■ Short task
Recast the entries below as a two-column CSV with the header columns "prompt" and "response", one row per entry. Put each entry's text and its answer in a single quoted field, with line breaks replaced by spaces.

— Begin Entries —

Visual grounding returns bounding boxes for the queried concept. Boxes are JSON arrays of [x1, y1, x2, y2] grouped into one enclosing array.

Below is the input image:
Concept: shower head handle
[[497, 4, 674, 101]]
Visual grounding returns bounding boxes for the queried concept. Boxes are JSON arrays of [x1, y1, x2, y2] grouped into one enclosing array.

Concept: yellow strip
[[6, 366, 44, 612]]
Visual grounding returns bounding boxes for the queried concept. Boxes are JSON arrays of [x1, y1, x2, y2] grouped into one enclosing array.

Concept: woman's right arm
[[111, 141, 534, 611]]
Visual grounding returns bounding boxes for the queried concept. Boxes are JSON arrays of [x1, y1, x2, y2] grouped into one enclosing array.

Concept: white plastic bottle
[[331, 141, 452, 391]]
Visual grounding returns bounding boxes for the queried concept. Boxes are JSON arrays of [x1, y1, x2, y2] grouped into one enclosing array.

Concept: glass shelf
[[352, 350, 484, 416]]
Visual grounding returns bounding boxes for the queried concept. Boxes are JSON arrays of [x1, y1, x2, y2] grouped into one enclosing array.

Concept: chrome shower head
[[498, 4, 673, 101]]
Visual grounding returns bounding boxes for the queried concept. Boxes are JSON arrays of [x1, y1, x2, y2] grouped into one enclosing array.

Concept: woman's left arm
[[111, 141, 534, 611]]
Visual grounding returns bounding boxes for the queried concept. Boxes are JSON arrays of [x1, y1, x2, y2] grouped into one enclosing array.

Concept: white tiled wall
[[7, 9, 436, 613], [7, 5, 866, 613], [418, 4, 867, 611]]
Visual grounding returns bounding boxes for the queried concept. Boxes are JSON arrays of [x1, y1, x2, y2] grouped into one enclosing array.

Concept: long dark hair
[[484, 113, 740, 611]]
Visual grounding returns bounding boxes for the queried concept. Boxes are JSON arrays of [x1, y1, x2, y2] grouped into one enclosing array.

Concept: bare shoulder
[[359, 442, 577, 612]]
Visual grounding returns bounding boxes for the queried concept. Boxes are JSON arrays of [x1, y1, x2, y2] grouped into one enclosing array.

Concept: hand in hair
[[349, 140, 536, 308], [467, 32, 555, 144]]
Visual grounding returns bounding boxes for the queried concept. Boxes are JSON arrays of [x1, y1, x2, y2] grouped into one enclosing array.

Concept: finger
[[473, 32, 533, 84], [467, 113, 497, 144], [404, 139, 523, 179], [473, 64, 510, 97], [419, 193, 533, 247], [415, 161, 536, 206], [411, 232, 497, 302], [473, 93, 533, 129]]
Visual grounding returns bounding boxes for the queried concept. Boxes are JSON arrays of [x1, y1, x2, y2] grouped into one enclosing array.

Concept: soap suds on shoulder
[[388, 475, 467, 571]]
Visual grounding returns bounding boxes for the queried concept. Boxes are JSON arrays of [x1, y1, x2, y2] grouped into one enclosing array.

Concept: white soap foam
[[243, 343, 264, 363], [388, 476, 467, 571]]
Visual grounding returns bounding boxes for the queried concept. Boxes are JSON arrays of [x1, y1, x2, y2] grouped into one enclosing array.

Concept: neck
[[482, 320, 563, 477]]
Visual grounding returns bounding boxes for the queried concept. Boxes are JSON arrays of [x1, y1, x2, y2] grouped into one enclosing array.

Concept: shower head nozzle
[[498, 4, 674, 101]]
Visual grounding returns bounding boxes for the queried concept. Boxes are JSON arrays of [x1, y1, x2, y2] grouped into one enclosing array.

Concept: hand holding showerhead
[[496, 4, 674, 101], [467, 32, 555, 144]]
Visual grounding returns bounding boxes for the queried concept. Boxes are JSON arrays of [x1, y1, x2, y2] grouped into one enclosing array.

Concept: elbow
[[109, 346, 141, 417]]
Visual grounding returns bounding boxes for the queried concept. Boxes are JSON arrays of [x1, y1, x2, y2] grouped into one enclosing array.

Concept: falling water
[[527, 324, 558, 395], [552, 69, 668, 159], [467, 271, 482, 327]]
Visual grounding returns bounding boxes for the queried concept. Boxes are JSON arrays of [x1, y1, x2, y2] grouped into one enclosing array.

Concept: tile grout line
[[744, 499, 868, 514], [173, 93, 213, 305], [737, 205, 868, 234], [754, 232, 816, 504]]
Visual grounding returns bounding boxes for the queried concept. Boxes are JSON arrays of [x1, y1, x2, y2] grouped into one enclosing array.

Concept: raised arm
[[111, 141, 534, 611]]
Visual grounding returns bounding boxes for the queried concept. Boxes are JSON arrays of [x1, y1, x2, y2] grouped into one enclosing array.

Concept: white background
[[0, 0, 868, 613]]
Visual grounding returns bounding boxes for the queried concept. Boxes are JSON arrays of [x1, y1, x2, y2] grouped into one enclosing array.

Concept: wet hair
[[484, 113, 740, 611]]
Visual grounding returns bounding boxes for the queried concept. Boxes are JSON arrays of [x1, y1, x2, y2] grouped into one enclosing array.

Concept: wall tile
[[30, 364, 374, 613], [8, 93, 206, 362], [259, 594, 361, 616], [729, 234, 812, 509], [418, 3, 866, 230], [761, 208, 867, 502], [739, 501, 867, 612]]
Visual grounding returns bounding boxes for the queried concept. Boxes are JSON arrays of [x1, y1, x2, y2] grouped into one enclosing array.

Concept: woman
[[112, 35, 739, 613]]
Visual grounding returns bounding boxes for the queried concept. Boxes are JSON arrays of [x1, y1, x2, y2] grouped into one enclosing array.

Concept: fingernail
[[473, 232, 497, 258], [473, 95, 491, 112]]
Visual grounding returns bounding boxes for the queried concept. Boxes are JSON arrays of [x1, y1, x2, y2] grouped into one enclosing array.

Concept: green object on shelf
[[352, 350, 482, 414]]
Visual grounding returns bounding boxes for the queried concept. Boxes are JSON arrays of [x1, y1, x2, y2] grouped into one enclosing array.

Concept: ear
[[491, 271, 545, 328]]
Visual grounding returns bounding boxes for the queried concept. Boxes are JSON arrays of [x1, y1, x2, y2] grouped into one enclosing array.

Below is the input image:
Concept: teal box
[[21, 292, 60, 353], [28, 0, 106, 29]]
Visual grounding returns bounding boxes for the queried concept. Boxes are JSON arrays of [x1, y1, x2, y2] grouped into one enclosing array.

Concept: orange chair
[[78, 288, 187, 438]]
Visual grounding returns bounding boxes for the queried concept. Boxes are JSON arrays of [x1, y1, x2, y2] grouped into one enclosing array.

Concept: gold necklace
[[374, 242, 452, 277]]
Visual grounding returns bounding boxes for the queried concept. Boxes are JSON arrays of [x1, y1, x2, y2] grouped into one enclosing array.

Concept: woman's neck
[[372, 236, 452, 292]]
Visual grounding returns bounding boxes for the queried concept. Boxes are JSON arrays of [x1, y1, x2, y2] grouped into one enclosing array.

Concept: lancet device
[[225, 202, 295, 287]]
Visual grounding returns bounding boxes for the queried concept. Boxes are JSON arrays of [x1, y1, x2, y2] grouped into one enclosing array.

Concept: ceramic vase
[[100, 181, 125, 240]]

— End Entries —

■ Solution for this exercise
prompt,response
"Visual grounding returns bounding boxes for the queried concept. Boxes are JSON arrays of [x1, y1, x2, y2] grouped into one enclosing array. Below is the input image: Concept: shower head handle","[[497, 4, 674, 101]]"
"Visual grounding returns bounding boxes for the queried concept. Boxes are JSON arrays of [x1, y1, x2, y2] grouped into one enclosing array. Concept: yellow strip","[[6, 366, 44, 612]]"
"Visual grounding returns bounding boxes for the queried concept. Boxes are JSON arrays of [x1, y1, x2, y2] grouped into one enclosing array. Concept: woman's right arm","[[111, 141, 534, 611]]"
"Visual grounding returns bounding boxes for the queried concept. Boxes are JSON arrays of [x1, y1, x2, y2] grouped into one enclosing array. Concept: white plastic bottle","[[331, 141, 452, 391]]"
"Visual grounding returns bounding boxes for the queried concept. Boxes are JSON arrays of [x1, y1, x2, y2] grouped into one enclosing array. Concept: glass shelf","[[352, 350, 484, 416]]"
"Visual grounding returns bounding boxes for the queried concept. Boxes are JSON arrays of [x1, y1, x2, y2] grouped into one enclosing array. Concept: chrome shower head","[[498, 4, 673, 101]]"
"Visual grounding returns bounding boxes for the queried concept. Boxes are JSON arrays of [x1, y1, x2, y2] grouped into one enclosing array. Concept: woman's left arm","[[111, 141, 534, 611]]"
"Visual grounding returns bounding boxes for the queried concept. Boxes are JSON arrays of [x1, y1, x2, y2] grouped into one enclosing array. Concept: white tiled wall","[[7, 9, 436, 613], [7, 5, 866, 613], [418, 4, 867, 611]]"
"Visual grounding returns bounding boxes for the queried concept. Boxes are JSON arrays of [x1, y1, x2, y2] grouped into one enclosing array. Concept: long dark hair","[[484, 113, 740, 611]]"
"Visual grounding returns bounding boxes for the queried concept. Boxes are JSON arrays of [x1, y1, x2, y2] grouped into one enclosing array. Concept: bare shoulder","[[359, 442, 577, 612]]"
"Visual grounding returns bounding boxes for the queried concept. Boxes are JSON arrays of [x1, y1, x2, y2] grouped into one enclosing array. Concept: hand in hair","[[349, 140, 536, 308], [467, 32, 555, 144]]"
"Visual grounding returns bounding boxes for the queried concept. Boxes are JSON arrays of [x1, y1, x2, y2] grouped into one enclosing array. Concept: finger","[[473, 32, 533, 84], [467, 113, 497, 144], [404, 139, 523, 179], [473, 64, 510, 97], [419, 193, 533, 247], [415, 161, 536, 206], [411, 232, 497, 302], [473, 93, 533, 129]]"
"Visual grounding returns bounding boxes for the queried concept. Boxes are JSON arrays of [x1, y1, x2, y2] grouped into one enclosing array. Concept: soap suds on shoulder","[[388, 475, 467, 571]]"
"Visual grounding returns bounding boxes for the queried concept. Boxes are JSON arrays of [x1, y1, x2, y2] grouped into one enclosing array. Concept: white soap foam","[[243, 343, 264, 363], [388, 476, 467, 571]]"
"Visual grounding returns bounding boxes for the queried concept. Boxes are JSON arrays of [x1, y1, x2, y2] grouped into one enclosing array. Concept: neck","[[482, 320, 563, 477]]"
"Visual grounding returns bounding boxes for the queried concept. Boxes are JSON arrays of [x1, y1, x2, y2] grouped into one enclosing array. Concept: shower head nozzle","[[498, 4, 674, 101]]"
"Visual grounding returns bounding boxes for the queried concept. Boxes are JSON arrays of [x1, y1, x2, y2] grouped into one enclosing array. Concept: hand holding showerhead","[[496, 4, 674, 101], [467, 32, 555, 144]]"
"Visual grounding returns bounding boxes for the queried concept. Boxes are JSON arrays of [x1, y1, x2, y2] grouped into one enclosing array. Concept: elbow","[[109, 346, 141, 417]]"
"Visual grounding returns bounding boxes for the queried concept. Boxes are JSON arrays of [x1, y1, x2, y2] grouped into one enclosing array. Concept: falling water","[[527, 324, 558, 395], [552, 69, 668, 159], [467, 271, 482, 327]]"
"Visual grounding returns bounding boxes for the queried concept. Boxes are JSON arrays of [x1, y1, x2, y2] grouped into one enclosing array. Concept: tile grout line","[[744, 499, 868, 514], [173, 93, 213, 305], [737, 205, 868, 234], [754, 232, 816, 504]]"
"Visual grounding returns bounding boxes for the queried concept. Boxes are JSON arrays of [x1, y1, x2, y2] grouped into one enclosing array. Concept: raised arm","[[111, 141, 534, 611]]"
"Visual grounding returns bounding boxes for the queried concept. Boxes are JSON arrays of [x1, y1, x2, y2] grouped into one enclosing array. Concept: white background","[[0, 0, 868, 613]]"
"Visual grounding returns bounding boxes for the queried concept. Boxes are JSON arrays of [x1, y1, x2, y2] grouped into one enclosing array. Concept: wet hair","[[484, 113, 740, 611]]"
"Visual grounding returns bounding boxes for the queried concept. Boxes are JSON arrays of [x1, y1, x2, y2] grouped into one enclosing array. Concept: wall tile","[[30, 364, 374, 613], [8, 93, 206, 362], [259, 594, 361, 616], [729, 234, 812, 509], [418, 3, 866, 230], [761, 208, 867, 502], [739, 501, 867, 612]]"
"Visual grounding returns bounding boxes for the queried concept. Boxes are JSON arrays of [x1, y1, x2, y2] grouped into one enclosing array. Concept: woman","[[112, 35, 739, 613]]"
"Visual grounding returns bounding boxes for the queried concept. Boxes are JSON arrays of [x1, y1, x2, y2] grouped into one enclosing array. Concept: fingernail","[[473, 232, 497, 258], [473, 95, 491, 112]]"
"Visual grounding returns bounding boxes for the queried concept. Boxes are JSON arrays of [x1, y1, x2, y2] grouped into one enclosing array. Concept: green object on shelf","[[352, 350, 482, 414]]"
"Visual grounding returns bounding boxes for the queried concept. Boxes are JSON arrays of [x1, y1, x2, y2] grouped into one enclosing array. Concept: ear","[[491, 271, 545, 328]]"
"Visual grounding returns bounding boxes for the queried concept. Boxes are JSON arrays of [x1, y1, x2, y2] grouped into one enclosing array. Below is the input image: Concept: teal box","[[21, 292, 60, 353], [28, 0, 106, 29]]"
"Visual grounding returns bounding boxes for the queried concept. Boxes are JSON arrays of [x1, y1, x2, y2] grouped into one enclosing array. Concept: orange chair","[[78, 288, 187, 438]]"
"Visual grounding returns bounding boxes for the queried concept. Boxes are JSON arrays of [x1, y1, x2, y2] grouped into one enclosing array. Concept: gold necklace","[[374, 242, 452, 277]]"
"Visual grounding returns bounding boxes for the queried concept. Boxes are JSON arrays of [x1, y1, x2, y2] grouped into one enclosing array. Concept: woman's neck","[[372, 236, 452, 292]]"
"Visual grounding returns bounding boxes for the queried concept. Boxes are JSON arrays of [x1, y1, x2, y2] grouped into one enclosing array. Concept: lancet device","[[225, 202, 295, 287]]"
"Visual grounding returns bounding boxes for the queried concept. Boxes are JSON arrays of [x1, y1, x2, y2] grouped into one enclosing array. Concept: ceramic vase","[[100, 181, 125, 240]]"